◆ **Aim of the exercise**
Word-for-word transcription is needed for all of the entries.

◆ **Source information**

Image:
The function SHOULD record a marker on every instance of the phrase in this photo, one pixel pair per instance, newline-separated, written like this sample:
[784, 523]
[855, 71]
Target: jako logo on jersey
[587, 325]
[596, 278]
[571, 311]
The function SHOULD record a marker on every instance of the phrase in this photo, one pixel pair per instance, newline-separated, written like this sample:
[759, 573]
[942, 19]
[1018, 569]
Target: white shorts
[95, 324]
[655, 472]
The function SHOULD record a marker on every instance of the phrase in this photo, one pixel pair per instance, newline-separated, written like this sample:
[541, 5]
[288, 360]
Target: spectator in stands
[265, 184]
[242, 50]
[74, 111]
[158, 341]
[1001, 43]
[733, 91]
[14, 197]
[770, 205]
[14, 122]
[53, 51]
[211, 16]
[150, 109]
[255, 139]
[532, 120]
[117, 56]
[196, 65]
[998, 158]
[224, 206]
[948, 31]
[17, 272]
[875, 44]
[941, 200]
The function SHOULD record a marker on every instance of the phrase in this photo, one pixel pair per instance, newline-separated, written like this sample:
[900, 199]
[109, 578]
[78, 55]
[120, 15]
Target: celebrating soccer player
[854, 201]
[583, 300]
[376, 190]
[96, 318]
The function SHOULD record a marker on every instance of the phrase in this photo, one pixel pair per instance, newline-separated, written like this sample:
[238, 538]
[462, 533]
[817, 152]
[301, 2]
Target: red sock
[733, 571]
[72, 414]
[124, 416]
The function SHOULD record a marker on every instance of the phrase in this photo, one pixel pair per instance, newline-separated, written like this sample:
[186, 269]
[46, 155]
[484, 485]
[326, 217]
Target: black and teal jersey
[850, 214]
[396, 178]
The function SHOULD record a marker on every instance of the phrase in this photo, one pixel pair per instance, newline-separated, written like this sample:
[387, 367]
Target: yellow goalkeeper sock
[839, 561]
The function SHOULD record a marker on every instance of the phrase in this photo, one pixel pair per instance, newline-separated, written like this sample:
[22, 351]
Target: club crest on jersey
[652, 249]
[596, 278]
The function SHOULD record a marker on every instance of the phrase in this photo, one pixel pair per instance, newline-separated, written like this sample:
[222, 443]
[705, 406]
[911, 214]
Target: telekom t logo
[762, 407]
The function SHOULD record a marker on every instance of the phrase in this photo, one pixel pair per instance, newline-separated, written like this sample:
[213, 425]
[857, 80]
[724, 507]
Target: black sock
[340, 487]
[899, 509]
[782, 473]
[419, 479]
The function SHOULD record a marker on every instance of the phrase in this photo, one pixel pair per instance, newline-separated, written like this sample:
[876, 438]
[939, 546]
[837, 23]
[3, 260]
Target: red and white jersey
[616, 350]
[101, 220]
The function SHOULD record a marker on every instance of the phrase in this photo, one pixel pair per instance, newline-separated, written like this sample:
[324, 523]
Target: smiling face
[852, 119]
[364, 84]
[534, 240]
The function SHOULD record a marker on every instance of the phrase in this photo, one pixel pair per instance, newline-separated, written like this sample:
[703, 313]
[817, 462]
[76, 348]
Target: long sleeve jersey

◆ **Answer to the problem**
Image:
The function SHOULD record a marker on every instance of the phrase in this photo, one pixel pair per instance, newline-separated, written like this sample:
[784, 523]
[855, 71]
Target: jako logo on jersey
[587, 325]
[596, 278]
[571, 311]
The function SHOULD record a marker on every instance of the phrase in this photo, one pixel pair per instance, newline-separated, written like this sample:
[759, 573]
[942, 19]
[1018, 569]
Target: white shorts
[95, 324]
[655, 472]
The function SHOULD record a marker on every instance of the phrase in this photo, one pixel pair per instance, newline-separated, written like this sample:
[541, 5]
[288, 360]
Target: spectator in stands
[265, 184]
[242, 50]
[74, 111]
[158, 341]
[1001, 43]
[733, 91]
[14, 197]
[770, 205]
[14, 122]
[53, 51]
[211, 16]
[150, 109]
[255, 139]
[532, 120]
[117, 56]
[196, 65]
[998, 158]
[224, 206]
[948, 31]
[17, 272]
[875, 44]
[941, 200]
The function SHOULD record a marker on every instance of the phrase in this photo, one pixel pair per instance, newline-separated, written like this sample:
[900, 199]
[109, 578]
[78, 55]
[120, 15]
Target: celebrating soccer player
[854, 201]
[583, 300]
[376, 190]
[96, 318]
The function SHOULD record a marker on every instance of the phrase in this photo, one pixel pair per instance, newline-separated, written like this sample:
[238, 538]
[462, 533]
[817, 152]
[301, 2]
Target: red sock
[733, 571]
[72, 414]
[124, 416]
The function SHOULD record a marker on every instance of the phrase in this photo, one pixel pair per instance, newline-separated, written like this sample:
[186, 269]
[46, 155]
[484, 485]
[326, 217]
Target: black and teal jersey
[850, 214]
[396, 178]
The function SHOULD record a marker on every instance of the phrase in this photo, one pixel pair per instance, newline-separated, written like this sample:
[387, 367]
Target: yellow goalkeeper sock
[839, 561]
The function SHOULD record a marker on every instance of the phrase in this photo, one pixel pair per instance, newline-separated, written like this sample:
[22, 351]
Target: club crest on jersey
[652, 249]
[596, 278]
The function SHOULD record a marker on every instance of the phrase in this photo, one pixel pair per instance, newline-separated, written like this sample:
[222, 443]
[705, 406]
[911, 214]
Target: telekom t logo
[762, 407]
The function SHOULD record a marker on every instance of the phrase in this photo, one pixel pair per instance, newline-separated, written like this sample:
[213, 425]
[857, 80]
[724, 507]
Target: black sock
[340, 487]
[899, 509]
[782, 473]
[419, 479]
The function SHOULD record a marker on every instance of the phrase in this photo, one pixel pair per instance, newline-separated, written like this sample:
[876, 438]
[939, 546]
[837, 23]
[3, 260]
Target: red and white jersey
[616, 350]
[101, 220]
The function SHOULD record a marker on every instance of the phrase in this photo, one pixel pair per instance, newline-separated, written like this sample:
[324, 523]
Target: smiling face
[852, 119]
[364, 84]
[534, 240]
The function SHOULD record a marker on every instance of the phrase in this photo, one pixel pair per instance, newline-separated, written like this sample:
[703, 313]
[817, 462]
[76, 348]
Target: long sleeve jersey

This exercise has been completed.